[Data entries]
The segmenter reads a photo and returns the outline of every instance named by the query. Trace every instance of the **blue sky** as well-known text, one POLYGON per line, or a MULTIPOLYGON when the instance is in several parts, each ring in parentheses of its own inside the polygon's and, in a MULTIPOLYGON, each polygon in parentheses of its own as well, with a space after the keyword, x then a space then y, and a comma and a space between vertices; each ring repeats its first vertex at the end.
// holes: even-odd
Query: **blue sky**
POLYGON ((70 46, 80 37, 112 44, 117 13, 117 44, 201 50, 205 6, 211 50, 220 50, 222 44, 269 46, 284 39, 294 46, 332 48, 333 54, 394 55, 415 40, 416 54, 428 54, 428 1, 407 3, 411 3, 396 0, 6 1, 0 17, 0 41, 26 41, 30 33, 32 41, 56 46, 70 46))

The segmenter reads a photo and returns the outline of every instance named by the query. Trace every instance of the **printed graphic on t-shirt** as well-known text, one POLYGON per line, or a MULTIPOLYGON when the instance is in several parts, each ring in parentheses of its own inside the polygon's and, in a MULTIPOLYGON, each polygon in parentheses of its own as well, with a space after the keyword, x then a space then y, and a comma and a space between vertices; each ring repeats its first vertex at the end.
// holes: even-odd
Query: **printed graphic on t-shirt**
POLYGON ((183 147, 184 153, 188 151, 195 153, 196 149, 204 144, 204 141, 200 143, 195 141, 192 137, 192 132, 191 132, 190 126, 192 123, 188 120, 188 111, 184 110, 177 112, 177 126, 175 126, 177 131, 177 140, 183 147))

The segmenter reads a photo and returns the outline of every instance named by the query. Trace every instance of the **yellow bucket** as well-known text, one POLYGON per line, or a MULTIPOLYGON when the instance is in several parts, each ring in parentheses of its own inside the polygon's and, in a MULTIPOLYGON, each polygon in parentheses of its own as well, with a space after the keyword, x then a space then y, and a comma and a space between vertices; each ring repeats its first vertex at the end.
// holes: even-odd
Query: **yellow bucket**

### WORK REQUIRED
Please reproduce the part of the items that opens at their start and closes with the line containing "POLYGON ((70 46, 80", replacing "blue sky" with "open sky" and leaving everything else unchanged.

### RESULT OF THIS EXERCISE
The segmenter reads a photo and returns the outline of every instance named by the query. Trace every instance of the **open sky** as well-known text, one POLYGON per line, or a MULTIPOLYGON when the instance is in several parts, each ring in parentheses of its own inside the polygon's and, in a MULTIPOLYGON, each polygon in parentheses of its own as well, with a space after the keyword, x then a space then y, and a comma and a space between vertices; each ring repeats its first vertex at the end.
// holes: even-odd
Query: **open sky**
POLYGON ((70 46, 80 37, 112 44, 117 13, 117 44, 201 50, 205 6, 211 50, 220 50, 222 44, 269 46, 284 39, 294 46, 332 48, 333 54, 394 55, 415 40, 416 54, 428 54, 428 1, 407 3, 411 3, 396 0, 6 1, 0 17, 0 41, 26 41, 30 33, 32 41, 56 46, 70 46))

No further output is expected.